▶ _WORK REQUIRED_
Reproduce the full listing below unchanged, apart from the pictures.

▶ _DATA SHOWN_
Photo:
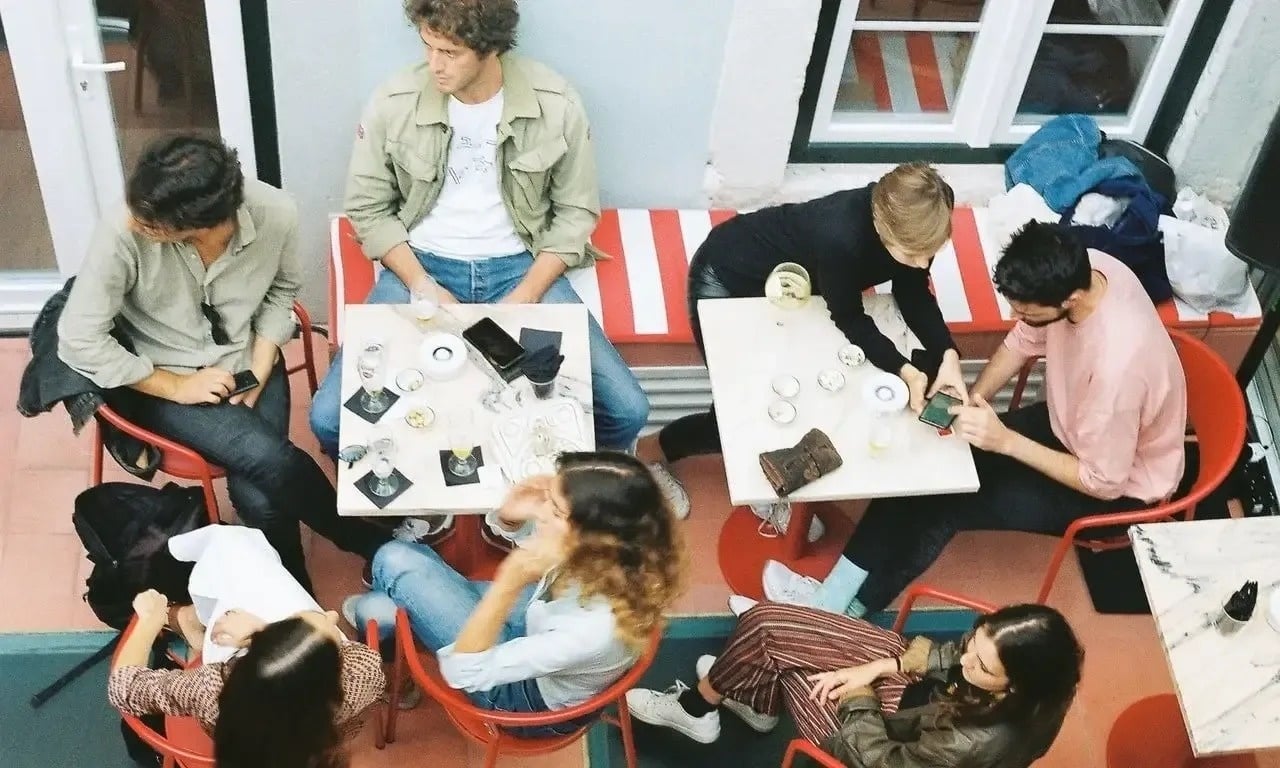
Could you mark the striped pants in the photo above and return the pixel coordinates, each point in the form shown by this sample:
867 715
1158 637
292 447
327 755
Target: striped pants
776 648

▶ _RESPONSE AREA_
Photo:
Could you mark the striped pants in the photo above and return the pixel coordinates, each point in the form shown by this sample:
867 715
1158 637
292 447
327 755
Target: striped pants
776 648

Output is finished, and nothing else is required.